Rewrite the records below, swapping "Reviewer note" for "Annotator note" wherever it appears and leaving everything else as it is.

━━ Excerpted data

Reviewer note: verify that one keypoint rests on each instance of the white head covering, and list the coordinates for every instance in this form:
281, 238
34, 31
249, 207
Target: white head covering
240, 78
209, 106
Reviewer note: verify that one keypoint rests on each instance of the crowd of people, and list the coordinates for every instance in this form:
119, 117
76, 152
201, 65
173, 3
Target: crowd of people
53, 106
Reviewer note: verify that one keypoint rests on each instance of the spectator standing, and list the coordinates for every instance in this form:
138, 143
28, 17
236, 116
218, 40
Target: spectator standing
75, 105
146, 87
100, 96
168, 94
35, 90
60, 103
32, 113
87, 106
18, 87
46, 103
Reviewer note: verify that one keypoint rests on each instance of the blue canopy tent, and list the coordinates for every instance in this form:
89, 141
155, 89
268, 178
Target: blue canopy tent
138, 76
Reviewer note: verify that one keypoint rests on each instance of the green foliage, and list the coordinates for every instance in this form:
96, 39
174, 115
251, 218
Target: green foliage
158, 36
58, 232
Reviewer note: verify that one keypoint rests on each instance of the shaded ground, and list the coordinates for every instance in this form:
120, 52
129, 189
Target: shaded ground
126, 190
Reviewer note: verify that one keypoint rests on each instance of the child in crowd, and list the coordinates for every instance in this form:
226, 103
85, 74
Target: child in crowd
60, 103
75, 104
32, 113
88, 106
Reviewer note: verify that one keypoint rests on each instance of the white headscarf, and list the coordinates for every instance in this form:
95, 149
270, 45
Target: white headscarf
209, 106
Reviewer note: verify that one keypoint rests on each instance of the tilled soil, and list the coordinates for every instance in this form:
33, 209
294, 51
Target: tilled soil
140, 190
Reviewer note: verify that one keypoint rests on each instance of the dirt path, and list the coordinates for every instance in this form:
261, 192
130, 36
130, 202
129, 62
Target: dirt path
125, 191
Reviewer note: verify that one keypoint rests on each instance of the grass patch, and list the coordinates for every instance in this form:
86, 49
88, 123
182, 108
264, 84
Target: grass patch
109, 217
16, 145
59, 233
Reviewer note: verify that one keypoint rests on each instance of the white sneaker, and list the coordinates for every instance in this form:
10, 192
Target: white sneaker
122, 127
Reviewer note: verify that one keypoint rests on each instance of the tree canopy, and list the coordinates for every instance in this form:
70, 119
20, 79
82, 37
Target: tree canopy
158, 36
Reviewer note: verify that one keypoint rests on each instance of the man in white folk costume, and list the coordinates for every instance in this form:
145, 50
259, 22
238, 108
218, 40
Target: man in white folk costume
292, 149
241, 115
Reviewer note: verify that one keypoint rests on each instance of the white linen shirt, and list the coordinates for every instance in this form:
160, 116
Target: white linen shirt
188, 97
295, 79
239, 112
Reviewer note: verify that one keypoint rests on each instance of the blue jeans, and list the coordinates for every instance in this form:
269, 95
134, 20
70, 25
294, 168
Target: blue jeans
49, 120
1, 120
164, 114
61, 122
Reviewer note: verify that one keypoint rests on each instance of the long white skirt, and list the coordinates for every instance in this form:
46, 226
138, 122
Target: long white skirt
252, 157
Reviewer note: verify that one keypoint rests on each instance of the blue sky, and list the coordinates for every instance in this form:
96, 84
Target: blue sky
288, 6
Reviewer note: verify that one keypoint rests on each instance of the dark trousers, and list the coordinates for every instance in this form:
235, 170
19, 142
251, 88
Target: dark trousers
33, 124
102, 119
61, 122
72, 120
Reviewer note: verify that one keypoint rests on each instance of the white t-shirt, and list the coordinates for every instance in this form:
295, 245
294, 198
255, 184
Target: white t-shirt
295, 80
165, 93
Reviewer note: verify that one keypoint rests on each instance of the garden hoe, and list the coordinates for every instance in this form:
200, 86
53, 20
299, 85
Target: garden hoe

━━━━

### Output for this exercise
Annotator note: verify that one keypoint rests on each instance of the white head covering, and list the coordinates for every instance in this form:
281, 238
34, 31
249, 207
Target: white head covering
240, 78
209, 106
Annotator note: verify that one keypoint rests on each instance of the crowd of people, and list the coordinates for every instance in this form:
119, 117
76, 152
201, 65
173, 3
Target: crowd of people
53, 106
Annotator note: verify that one keypoint rests on each instance of the spectator standing, and list the coordinates for every instance in this form:
138, 143
28, 17
236, 116
218, 40
Target: spectator standing
75, 105
146, 87
100, 96
168, 94
35, 90
60, 103
32, 113
87, 106
18, 87
46, 103
Annotator note: verify that one keypoint rests on each instance of the blue canopy tent, and list the coordinates for every instance in this form:
89, 141
155, 89
268, 178
Target: blue canopy tent
138, 76
Annotator note: verify that one keypoint rests on each instance of the green foliage, and list the coordinates for every instance in this form:
96, 39
174, 115
251, 218
Target: green foliage
158, 36
58, 232
Annotator note: verify that one keypoint rests on each instance of the shaded ground, and list the coordinates for every instance in this form:
120, 52
129, 189
Target: shaded ground
126, 190
Annotator note: verify that one keypoint rests on each instance of the child in crowd, and list the coordinates for every instance in this form:
226, 103
85, 74
Target: child in crowd
60, 103
75, 104
32, 113
88, 106
Annotator note: verify that one keypoint rests on each instance of the white headscarf, and list the coordinates for every instance in this form:
95, 149
270, 45
Target: white headscarf
209, 106
Annotator note: verify that one keypoint rests on each instance of the tilled soil, and list the coordinates for every instance in this form:
33, 209
294, 51
Target: tilled soil
140, 190
Annotator note: verify that one keypoint rests on each instance of the dirt path, and list the coordinates for every instance in this form:
261, 192
130, 36
130, 202
129, 62
Target: dirt path
125, 191
Annotator note: verify that one keypoint rests on each instance of the grass patch, and list the coordinates for every instance in this form:
86, 49
88, 123
182, 108
264, 84
Target: grass patch
109, 217
16, 145
59, 233
Annotator note: verify that one keypoint rests on each instance of the white sneaker, and list the coordinates for every instance in this form:
10, 192
Target: white sneaker
122, 127
Annotator note: verify that one keypoint rests on each instance of the tree canopy, and list the coordinates for every instance in this form:
70, 119
20, 79
82, 37
Target: tree canopy
158, 36
Annotator note: verify that one keypoint rests on each instance of the man in white folk costume, and list the coordinates for every instance in this form:
145, 50
259, 22
238, 108
218, 40
Target: man in white folk costume
292, 149
241, 115
Annotator note: verify that one keypoint rests on each instance of the white linen shirt, and list the coordinates for every instance in this form:
160, 116
Target: white linen shirt
188, 97
295, 79
239, 112
Annotator note: verify that one keypoint rests on each instance of the blue jeans, and list the coordinates for every instance in this form:
269, 95
134, 20
70, 25
294, 168
Target: blue jeans
49, 120
1, 120
164, 114
61, 122
Annotator note: verify that one keypoint rests on each instance of the long white skirt, and list the coordinates for every instance in this form:
46, 226
138, 122
Target: long white skirt
252, 157
Annotator note: verify that one keypoint rests on each instance of the blue sky, and list the coordinates for every instance in this form:
96, 84
Target: blue sky
288, 6
Annotator note: verify that one keypoint rests on each instance of the dark trousers, and list the coordinates for every instance in this form:
235, 170
19, 142
251, 88
Target: dark trousers
33, 124
102, 119
61, 122
72, 120
Annotator note: verify that one keypoint rests on each instance of the white t-shirt, and list the coordinates for every instance in this form:
295, 245
294, 198
255, 184
Target: white t-shirt
295, 80
165, 93
Annotator note: verify that one keypoint rests on each instance of the garden hoe, and list the coordinates for every instance in this form:
200, 86
53, 20
299, 85
Target: garden hoe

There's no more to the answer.